**Passage given**

----

Note that we use the job_from_file method to copy the base manifest into the block. Also note that we added our earlier tweaks to our Kubernetes Job block.

Run the code python create-k8s-flow-block.py and see the marvin3 block in the UI. Here’s the Base Job Manifest section:

k8s base job manifest prefect block section

Build deployment

Specify a new Deployment name and your new infrastructure block when you build your deployment.

prefect deployment build long_flow.py:check -n custom-base -sb s3/myawsblock -ib kubernetes-job/marvin3 -a

Run deployment

Then, with your agent up, kick off a run. You should see similar output to our first example.

output from flow run in terminal screenshot

Recap

In this article, you’ve seen three ways to customize Prefect Kubernetes Job blocks for running flows. In each example, we used Prefect Cloud and ran our agent and our K8s cluster infrastructure locally.

In the first example, we created a block with a few fields adjusted. You saw how to add Python packages to the block.

In the second example, we created a custom Docker image with our Python packages baked into it. Then, we specified this image in our K8s block. This method saves us time when we run our flows.

In the third example, we made a custom Base Job Manifest using YAML code created by a Prefect convenience command. This method provides flexibility for any K8s fields not otherwise provided by the block.

----

**Supplied entries**
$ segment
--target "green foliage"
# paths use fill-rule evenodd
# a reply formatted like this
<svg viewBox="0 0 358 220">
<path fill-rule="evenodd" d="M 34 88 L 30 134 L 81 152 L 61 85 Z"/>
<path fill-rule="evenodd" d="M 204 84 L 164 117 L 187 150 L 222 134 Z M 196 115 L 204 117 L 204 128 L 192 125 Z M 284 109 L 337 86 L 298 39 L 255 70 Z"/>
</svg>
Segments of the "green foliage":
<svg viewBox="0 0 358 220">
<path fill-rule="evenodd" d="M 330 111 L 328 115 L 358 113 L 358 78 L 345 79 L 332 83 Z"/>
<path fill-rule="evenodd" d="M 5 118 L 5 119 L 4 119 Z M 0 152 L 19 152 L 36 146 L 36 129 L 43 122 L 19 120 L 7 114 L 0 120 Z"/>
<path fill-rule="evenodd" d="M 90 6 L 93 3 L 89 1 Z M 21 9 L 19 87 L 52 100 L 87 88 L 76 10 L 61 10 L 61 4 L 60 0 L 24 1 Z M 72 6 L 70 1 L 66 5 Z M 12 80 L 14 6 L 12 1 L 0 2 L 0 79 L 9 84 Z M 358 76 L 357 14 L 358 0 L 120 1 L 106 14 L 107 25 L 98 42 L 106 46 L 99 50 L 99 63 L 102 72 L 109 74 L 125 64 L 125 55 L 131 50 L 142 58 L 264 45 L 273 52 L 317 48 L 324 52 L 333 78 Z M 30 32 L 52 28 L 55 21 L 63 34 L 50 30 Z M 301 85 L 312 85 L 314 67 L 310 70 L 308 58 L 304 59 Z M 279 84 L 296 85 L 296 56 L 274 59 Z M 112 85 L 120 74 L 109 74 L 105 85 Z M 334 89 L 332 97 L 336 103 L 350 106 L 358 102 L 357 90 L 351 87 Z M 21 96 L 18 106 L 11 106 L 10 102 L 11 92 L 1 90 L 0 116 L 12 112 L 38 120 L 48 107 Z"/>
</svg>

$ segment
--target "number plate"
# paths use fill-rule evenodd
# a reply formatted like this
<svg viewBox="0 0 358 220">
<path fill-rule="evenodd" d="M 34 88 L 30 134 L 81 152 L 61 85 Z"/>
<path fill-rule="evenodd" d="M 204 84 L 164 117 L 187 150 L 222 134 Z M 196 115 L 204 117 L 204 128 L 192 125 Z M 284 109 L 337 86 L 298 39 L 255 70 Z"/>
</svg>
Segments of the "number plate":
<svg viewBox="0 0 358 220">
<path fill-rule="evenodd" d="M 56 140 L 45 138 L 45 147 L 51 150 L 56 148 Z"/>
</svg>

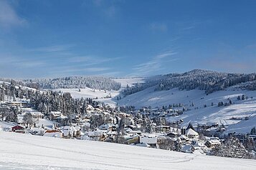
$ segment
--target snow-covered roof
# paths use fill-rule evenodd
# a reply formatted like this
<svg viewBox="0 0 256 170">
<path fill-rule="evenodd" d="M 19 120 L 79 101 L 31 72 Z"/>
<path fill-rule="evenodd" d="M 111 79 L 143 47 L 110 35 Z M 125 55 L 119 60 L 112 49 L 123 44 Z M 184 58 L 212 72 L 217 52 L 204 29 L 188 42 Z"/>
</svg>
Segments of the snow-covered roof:
<svg viewBox="0 0 256 170">
<path fill-rule="evenodd" d="M 67 119 L 67 116 L 64 116 L 63 114 L 61 114 L 60 116 L 55 118 L 55 119 Z"/>
<path fill-rule="evenodd" d="M 32 116 L 44 116 L 43 114 L 42 114 L 41 112 L 39 112 L 39 111 L 32 111 L 32 112 L 30 112 L 30 114 L 32 115 Z"/>
<path fill-rule="evenodd" d="M 156 144 L 156 137 L 140 137 L 140 142 L 146 144 Z"/>
<path fill-rule="evenodd" d="M 51 114 L 54 115 L 54 116 L 60 116 L 62 114 L 62 113 L 60 111 L 51 111 Z"/>
<path fill-rule="evenodd" d="M 103 135 L 103 132 L 100 131 L 88 131 L 89 136 L 100 136 Z"/>
<path fill-rule="evenodd" d="M 197 136 L 199 135 L 198 133 L 196 131 L 195 131 L 194 130 L 193 130 L 192 129 L 189 129 L 186 131 L 186 135 L 193 135 L 193 136 Z"/>
</svg>

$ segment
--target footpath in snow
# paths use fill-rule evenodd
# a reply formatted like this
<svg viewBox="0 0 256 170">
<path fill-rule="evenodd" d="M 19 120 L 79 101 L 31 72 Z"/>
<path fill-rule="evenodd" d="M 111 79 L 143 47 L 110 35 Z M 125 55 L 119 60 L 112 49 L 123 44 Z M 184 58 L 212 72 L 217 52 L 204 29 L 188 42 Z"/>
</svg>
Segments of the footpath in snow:
<svg viewBox="0 0 256 170">
<path fill-rule="evenodd" d="M 0 169 L 256 169 L 256 161 L 0 132 Z"/>
</svg>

----

**Requirement A**
In the article on customizing Prefect Kubernetes Job blocks, which method copies the base manifest into the block?
**Requirement B**
Write the next part of the article on customizing Prefect Kubernetes Job blocks, picking up after its final sentence.

**Final result A**
The job_from_file method.

**Final result B**
You could combine the second and third examples — using a custom Docker image and a custom Base Job Manifest — for maximum flexibility! 🤸

Wrap

I hope you found this guide to customizing Kubernetes Job blocks for flow runs with Prefect useful. If you did, please share it on your favorite social media so other people can find it, too. 🚀

Got questions? Reach out on Prefect’s 20,000+ member Community Slack.

There’s lots more you can do with Kubernetes and Prefect. I’ve got more articles in the works, so follow me to make sure you don’t miss them! 🙂

brightly colored houses on water with small boats in front
Source: pixabay.com

Happy engineering!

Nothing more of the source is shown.